Please extract every line in the entries below that contains the word "link", copying each such line in full.

* begin DATA EXCERPTS *

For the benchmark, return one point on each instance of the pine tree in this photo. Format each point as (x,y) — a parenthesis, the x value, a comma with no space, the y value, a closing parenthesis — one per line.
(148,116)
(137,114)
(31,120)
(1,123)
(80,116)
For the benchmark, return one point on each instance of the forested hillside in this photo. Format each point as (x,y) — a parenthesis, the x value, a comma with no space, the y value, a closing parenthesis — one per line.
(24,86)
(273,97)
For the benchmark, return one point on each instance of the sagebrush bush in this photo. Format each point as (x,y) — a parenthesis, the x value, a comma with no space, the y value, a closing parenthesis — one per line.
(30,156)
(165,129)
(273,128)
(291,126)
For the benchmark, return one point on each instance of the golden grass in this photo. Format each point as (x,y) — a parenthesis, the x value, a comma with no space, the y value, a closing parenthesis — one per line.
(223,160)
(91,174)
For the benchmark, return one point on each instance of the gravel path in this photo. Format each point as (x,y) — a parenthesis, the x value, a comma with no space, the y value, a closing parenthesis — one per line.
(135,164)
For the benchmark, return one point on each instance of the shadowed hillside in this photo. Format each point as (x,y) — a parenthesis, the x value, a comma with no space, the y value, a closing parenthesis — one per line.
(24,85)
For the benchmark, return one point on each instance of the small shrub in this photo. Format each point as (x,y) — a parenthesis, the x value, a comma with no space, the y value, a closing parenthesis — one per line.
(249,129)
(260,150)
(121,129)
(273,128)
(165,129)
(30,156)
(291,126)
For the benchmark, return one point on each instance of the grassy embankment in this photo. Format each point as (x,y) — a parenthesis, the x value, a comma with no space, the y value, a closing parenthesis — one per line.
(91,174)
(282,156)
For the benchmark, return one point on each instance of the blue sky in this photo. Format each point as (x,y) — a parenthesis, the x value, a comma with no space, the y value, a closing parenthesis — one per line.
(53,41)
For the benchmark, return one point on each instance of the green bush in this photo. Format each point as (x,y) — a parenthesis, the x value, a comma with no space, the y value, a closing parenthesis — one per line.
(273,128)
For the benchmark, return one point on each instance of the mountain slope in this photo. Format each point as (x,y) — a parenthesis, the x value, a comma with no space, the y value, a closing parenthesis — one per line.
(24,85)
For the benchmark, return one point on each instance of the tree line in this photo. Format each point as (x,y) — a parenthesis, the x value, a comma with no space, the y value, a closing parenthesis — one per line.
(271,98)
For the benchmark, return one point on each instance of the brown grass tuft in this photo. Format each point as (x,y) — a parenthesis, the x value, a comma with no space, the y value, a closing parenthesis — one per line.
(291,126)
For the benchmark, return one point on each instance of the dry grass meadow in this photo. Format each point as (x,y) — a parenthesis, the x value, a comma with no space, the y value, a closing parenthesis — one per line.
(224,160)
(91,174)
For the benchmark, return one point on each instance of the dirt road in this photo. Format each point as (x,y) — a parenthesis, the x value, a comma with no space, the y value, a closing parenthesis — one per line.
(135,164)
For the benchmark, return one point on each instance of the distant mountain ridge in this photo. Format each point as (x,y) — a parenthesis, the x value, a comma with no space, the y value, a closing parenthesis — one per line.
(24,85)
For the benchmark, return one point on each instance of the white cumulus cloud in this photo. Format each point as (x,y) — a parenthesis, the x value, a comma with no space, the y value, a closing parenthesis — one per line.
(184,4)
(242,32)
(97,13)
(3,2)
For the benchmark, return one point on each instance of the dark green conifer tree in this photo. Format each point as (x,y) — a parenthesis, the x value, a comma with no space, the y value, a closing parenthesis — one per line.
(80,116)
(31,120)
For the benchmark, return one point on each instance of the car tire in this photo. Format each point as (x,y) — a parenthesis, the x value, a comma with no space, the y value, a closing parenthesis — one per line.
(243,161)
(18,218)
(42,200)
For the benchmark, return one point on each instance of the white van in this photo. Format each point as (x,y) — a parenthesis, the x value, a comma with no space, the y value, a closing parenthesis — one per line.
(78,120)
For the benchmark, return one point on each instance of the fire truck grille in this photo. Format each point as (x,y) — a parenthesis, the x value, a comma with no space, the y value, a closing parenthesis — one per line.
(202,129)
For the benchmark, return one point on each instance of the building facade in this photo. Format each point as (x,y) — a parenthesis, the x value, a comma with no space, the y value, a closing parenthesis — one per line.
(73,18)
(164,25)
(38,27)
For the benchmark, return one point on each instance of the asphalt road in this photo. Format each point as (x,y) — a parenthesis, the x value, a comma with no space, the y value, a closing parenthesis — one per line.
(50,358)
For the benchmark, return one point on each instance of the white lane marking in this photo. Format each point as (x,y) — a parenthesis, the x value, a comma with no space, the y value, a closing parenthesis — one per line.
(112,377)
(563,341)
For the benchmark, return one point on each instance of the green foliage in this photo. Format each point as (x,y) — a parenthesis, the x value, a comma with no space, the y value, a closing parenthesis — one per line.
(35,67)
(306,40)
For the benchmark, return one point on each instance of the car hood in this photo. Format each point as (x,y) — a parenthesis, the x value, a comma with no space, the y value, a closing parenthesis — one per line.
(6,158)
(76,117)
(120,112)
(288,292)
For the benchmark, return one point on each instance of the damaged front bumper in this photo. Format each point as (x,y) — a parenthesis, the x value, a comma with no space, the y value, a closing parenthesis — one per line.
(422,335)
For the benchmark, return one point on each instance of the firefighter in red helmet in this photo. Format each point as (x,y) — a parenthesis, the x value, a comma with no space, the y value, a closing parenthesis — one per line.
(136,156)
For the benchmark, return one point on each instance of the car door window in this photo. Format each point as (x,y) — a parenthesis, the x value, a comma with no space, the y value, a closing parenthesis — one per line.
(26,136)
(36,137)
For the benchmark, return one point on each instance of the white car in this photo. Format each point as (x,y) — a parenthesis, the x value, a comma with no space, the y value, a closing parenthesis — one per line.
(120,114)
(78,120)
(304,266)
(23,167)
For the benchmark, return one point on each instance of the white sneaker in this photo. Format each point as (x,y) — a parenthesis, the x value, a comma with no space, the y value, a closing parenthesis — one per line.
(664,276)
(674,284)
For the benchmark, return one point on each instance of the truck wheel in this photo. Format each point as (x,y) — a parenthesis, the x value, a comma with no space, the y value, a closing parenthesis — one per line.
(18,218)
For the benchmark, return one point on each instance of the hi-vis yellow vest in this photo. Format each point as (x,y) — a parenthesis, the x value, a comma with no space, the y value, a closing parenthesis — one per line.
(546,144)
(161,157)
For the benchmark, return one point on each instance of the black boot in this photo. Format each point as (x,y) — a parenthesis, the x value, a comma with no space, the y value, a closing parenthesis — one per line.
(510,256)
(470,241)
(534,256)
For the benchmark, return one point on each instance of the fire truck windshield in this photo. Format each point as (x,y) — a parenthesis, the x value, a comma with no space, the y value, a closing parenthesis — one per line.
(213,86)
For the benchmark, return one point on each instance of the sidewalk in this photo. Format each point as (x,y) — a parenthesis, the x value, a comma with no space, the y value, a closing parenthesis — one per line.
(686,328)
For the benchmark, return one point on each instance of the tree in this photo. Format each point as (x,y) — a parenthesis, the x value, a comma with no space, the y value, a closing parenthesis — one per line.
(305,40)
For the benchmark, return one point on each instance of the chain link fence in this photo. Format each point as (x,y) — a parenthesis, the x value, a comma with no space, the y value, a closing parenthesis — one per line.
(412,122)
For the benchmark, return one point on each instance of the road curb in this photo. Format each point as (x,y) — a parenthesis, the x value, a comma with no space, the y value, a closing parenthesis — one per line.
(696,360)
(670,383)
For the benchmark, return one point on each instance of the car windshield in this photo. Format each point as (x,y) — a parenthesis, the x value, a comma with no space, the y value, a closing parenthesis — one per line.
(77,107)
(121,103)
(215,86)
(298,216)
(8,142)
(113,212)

* end DATA EXCERPTS *
* begin DATA EXCERPTS *

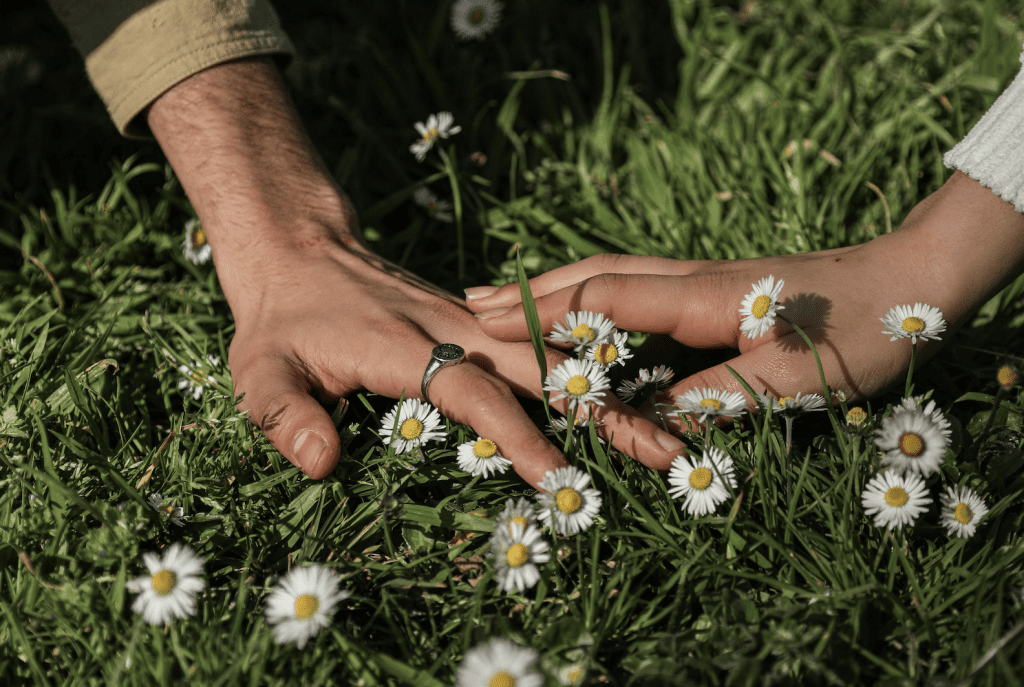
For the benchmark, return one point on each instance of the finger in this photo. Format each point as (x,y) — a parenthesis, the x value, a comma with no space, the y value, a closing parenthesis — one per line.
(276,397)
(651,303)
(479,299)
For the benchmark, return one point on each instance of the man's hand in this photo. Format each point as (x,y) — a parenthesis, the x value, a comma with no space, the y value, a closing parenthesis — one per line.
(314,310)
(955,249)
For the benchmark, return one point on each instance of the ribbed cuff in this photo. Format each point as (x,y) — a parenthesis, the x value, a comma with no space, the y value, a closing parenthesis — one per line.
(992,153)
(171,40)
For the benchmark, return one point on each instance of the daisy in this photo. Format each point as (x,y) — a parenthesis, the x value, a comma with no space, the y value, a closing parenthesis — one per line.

* end DATA EXCERPTS *
* begin DATA EXCERPTS *

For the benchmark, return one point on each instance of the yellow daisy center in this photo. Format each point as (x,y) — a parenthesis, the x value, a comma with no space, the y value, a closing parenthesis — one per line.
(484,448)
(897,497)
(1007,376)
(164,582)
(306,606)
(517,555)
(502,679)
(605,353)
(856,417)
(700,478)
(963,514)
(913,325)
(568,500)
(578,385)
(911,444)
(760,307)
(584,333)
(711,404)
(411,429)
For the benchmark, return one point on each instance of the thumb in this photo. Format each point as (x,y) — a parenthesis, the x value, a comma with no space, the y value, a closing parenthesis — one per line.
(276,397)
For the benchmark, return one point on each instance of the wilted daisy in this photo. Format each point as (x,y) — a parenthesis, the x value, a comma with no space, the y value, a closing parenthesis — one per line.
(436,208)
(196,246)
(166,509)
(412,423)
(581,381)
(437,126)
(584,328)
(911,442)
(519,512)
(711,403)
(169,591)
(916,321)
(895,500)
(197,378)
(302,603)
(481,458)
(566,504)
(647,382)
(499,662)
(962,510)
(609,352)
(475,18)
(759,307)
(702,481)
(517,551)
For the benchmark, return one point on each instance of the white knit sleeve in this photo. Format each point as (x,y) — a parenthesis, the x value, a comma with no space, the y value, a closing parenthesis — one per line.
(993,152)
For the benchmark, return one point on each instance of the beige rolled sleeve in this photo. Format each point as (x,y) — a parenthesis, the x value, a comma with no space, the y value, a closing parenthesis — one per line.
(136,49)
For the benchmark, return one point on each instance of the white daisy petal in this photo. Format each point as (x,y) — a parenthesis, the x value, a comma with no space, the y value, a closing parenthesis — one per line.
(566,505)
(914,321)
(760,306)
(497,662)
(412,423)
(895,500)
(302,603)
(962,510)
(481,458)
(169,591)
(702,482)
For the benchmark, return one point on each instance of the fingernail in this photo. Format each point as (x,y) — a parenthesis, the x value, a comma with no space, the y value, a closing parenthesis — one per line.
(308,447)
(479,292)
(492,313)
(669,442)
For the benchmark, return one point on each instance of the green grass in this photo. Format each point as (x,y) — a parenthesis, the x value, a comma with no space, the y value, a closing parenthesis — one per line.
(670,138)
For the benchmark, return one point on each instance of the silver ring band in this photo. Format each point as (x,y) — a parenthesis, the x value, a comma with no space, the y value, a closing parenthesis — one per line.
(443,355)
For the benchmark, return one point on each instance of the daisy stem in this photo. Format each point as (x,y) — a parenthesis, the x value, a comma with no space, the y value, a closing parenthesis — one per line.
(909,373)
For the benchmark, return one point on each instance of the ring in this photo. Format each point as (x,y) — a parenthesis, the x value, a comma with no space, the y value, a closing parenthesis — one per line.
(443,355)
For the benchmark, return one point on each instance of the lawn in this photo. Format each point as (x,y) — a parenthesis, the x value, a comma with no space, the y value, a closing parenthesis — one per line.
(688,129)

* end DATA EXCERPTS *

▶ [TASK ANSWER]:
For the benchmark, return one point on each instance of the chain link fence in this photo. Format each point as (x,y) — a parenthesis, the x value, a comma with no space, the y value, a closing parenthesis — one per line.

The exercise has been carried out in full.